INFORMATION GIVEN:
[BEGIN]

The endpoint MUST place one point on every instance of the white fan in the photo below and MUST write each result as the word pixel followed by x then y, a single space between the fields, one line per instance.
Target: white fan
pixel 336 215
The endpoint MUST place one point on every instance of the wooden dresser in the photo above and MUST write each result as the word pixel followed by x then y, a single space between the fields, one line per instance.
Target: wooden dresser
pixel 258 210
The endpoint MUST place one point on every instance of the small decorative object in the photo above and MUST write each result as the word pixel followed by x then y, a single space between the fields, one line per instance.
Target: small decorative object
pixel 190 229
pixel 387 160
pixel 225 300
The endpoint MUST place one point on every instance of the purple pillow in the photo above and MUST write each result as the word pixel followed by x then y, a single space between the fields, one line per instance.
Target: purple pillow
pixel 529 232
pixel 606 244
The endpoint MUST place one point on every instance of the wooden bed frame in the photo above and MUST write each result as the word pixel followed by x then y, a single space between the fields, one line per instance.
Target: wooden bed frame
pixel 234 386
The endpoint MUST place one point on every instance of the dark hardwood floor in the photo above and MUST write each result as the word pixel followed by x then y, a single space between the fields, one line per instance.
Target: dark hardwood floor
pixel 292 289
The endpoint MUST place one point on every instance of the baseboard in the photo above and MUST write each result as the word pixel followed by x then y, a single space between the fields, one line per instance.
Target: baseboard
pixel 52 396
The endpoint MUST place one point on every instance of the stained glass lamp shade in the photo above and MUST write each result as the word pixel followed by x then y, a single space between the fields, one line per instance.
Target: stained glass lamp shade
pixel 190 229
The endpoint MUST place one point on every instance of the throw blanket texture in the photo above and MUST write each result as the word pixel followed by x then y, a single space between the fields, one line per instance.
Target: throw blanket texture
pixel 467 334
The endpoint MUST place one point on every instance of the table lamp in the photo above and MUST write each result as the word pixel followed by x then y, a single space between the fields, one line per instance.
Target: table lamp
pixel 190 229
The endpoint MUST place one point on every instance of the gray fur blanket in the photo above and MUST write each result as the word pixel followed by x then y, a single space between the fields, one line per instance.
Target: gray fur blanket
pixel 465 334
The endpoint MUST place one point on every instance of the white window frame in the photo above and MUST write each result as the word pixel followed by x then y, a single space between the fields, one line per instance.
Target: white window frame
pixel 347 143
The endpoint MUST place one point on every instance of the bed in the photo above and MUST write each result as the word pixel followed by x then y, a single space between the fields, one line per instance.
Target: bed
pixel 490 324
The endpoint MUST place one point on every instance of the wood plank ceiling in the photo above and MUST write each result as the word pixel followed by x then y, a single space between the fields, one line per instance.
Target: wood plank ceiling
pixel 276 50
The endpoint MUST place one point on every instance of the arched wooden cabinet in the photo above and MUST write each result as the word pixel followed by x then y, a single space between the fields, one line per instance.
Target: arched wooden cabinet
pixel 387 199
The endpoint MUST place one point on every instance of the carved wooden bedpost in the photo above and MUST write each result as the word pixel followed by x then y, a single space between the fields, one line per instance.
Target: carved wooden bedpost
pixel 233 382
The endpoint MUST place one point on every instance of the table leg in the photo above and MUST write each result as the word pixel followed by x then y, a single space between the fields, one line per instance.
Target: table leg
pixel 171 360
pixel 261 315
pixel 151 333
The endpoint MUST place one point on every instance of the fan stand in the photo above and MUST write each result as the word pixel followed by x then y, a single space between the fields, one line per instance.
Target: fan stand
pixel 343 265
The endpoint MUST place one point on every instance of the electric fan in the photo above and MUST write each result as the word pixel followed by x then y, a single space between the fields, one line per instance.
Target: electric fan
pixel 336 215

[END]

TASK STATEMENT: Edit every row above, replacing "MUST" with "SHALL" wherever it occurs and leaving all other text unchanged.

OUTPUT OF THE TASK:
The endpoint SHALL place one point on every instance of the white fan in the photo below and SHALL write each result as the word pixel followed by x then y, a single space between the fields, one line per instance.
Target: white fan
pixel 336 215
The endpoint SHALL place one point on every instance of the wooden dresser in the photo above and SHALL write each result as the word pixel followed by x then y, a single space between the fields, one line per instance.
Target: wooden dresser
pixel 258 210
The endpoint SHALL place one point on every instance of the small decorative object in the photo above and SHALL write each result as the word pixel followed by x then y, a single space between the fields, one line per instance.
Target: small decorative object
pixel 190 229
pixel 387 160
pixel 225 300
The endpoint SHALL place one point on every instance of the purple pillow in the photo above and SHALL write each result as the word pixel followed by x then y, a single space between the fields, one line per instance.
Target: purple pillow
pixel 529 232
pixel 606 244
The endpoint SHALL place one point on every instance of the wooden bed frame in the photo above and SHALL write each result as the word pixel followed by x then y, a single space between the fields, one line per instance.
Target: wooden bed frame
pixel 234 386
The endpoint SHALL place one point on every instance of the dark hardwood floor in the photo above and SHALL write each result as the word pixel followed by x then y, a single space between the fields, one line per instance.
Target: dark hardwood floor
pixel 292 289
The endpoint SHALL place one point on every instance of the baseboard in the photo above and SHALL write each result as the word pixel followed by x then y, a single space between the fields, one line per instance.
Target: baseboard
pixel 52 396
The endpoint SHALL place one point on every instance of the stained glass lamp shade in the photo above and SHALL write each result as the word pixel followed by x then y, a single space between the fields, one line per instance.
Target: stained glass lamp shade
pixel 190 229
The endpoint SHALL place one point on every instance of the throw blanket texture in the photo above and SHALL write each result as the word pixel followed by x then y, a single space between the fields, one line per instance.
Target: throw blanket texture
pixel 467 334
The endpoint SHALL place one point on every instance of the table lamp in the photo above and SHALL write each result as the word pixel followed by x then y, a single space between the fields, one line per instance.
Target: table lamp
pixel 190 229
The endpoint SHALL place one point on every instance of the gray fur blanket in the photo above and SHALL write each result as the word pixel followed by x then y, a single space between the fields, one line per instance.
Target: gray fur blanket
pixel 465 334
The endpoint SHALL place one point on every instance of the white window frame in the photo above and SHALL write each result as the word pixel followed by x then y, a single space between the fields, one line per instance.
Target: white window frame
pixel 347 143
The endpoint SHALL place one point on every instance of the bed in the photo above and SHALL write each result as the word pixel followed by x then y, a single space between the fields, one line per instance.
Target: bed
pixel 490 324
The endpoint SHALL place one point on every instance of the wood plank ceiling in the photo above and SHALL write each result as the word pixel followed by x then y, a single space between the fields, one line per instance.
Target: wood plank ceiling
pixel 276 50
The endpoint SHALL place one point on every instance of the arched wooden cabinet in the photo above and SHALL write each result as the word pixel followed by x then y, a single space between the fields, one line per instance.
Target: arched wooden cabinet
pixel 387 199
The endpoint SHALL place one point on every instance of the carved wooden bedpost in the photo above and SHALL write each result as the word pixel followed by x then y, a single space between the fields, one line per instance.
Target: carved wooden bedpost
pixel 233 382
The endpoint SHALL place one point on every instance of the table leg in the photo above and SHALL write each result as the word pixel followed by x then y, a single space between the fields, one line per instance.
Target: table leg
pixel 171 360
pixel 261 315
pixel 151 333
The endpoint SHALL place one point on every instance of the fan stand in the photo above and SHALL write each result as the word pixel followed by x then y, a single space between the fields, one line per instance.
Target: fan stand
pixel 343 265
The endpoint SHALL place one point on every instance of the electric fan in the photo above and SHALL write each result as the word pixel followed by x then y, a single space between the fields, one line per instance.
Target: electric fan
pixel 336 215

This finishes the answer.